> [Teks Bacaan]
———

Minggu Sore, pembacaan kredo Kammi dalam pelantikan AB1 dalam suatu DM. “Kami adalah orang-orang yang berpikir dan berkendak merdeka. Tidak ada satu orang pun yang bisa memaksa kami bertindak”, dan seterusnya. Kredo dibacakan dengan suara cadas dan tegas. Panitia dalam jumlah besar dan sedikit Peserta tampak fokus mengikuti. Daurah ini lebih special dari sebelumnya, karena mencoba menerapkan Manhaj secara konsekuen (missal : Semua pemateri dari Instruktur, tidak melibatkan “ustadz”seperti biasanya).
Namun, makna itu akhirnya menguap dan tidak berlaku, ketika tempo hari serombongan ustadz membacakan surat keputusan bahwa Kammi sementara harus “istirahat”, demi kebaikan dakwah, kerana kammi tidak produktif, dan alasan ajaib lainya.

———

> [Data yang Diberikan]
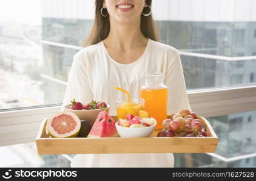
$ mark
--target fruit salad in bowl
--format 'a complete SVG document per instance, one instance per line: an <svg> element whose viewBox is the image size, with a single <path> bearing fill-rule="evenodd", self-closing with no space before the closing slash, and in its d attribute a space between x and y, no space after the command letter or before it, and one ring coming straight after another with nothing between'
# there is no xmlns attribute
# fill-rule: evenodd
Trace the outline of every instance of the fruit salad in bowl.
<svg viewBox="0 0 256 181"><path fill-rule="evenodd" d="M141 118L127 114L126 119L119 119L116 127L121 137L148 137L155 130L157 121L153 118Z"/></svg>
<svg viewBox="0 0 256 181"><path fill-rule="evenodd" d="M101 111L109 111L110 106L103 101L92 101L90 103L83 104L81 102L76 101L73 99L70 104L64 106L64 110L72 112L76 115L78 118L82 119L86 119L93 124L98 115Z"/></svg>

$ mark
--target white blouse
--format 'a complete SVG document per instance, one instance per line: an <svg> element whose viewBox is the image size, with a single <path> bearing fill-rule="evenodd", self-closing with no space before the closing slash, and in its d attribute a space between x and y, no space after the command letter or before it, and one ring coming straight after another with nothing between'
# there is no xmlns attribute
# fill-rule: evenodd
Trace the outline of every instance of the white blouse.
<svg viewBox="0 0 256 181"><path fill-rule="evenodd" d="M74 56L69 74L62 107L73 98L82 103L92 100L110 105L116 115L115 100L126 95L114 89L127 90L139 98L144 72L163 72L168 87L168 114L190 109L180 57L174 48L149 39L143 55L135 62L122 64L109 54L103 41L83 48ZM72 167L172 167L172 153L76 154Z"/></svg>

———

> [Soal Latihan] Tuliskan semua ungkapan dalam teks tentang Kammi yang diapit tanda petik, sesuai urutan kemunculannya. Baris-baris data itu tidak diperlukan untuk mengerjakan soal.

> [Contoh Penyelesaian]
1. “Kami adalah orang-orang yang berpikir dan berkendak merdeka. Tidak ada satu orang pun yang bisa memaksa kami bertindak”
2. “ustadz”
3. “istirahat”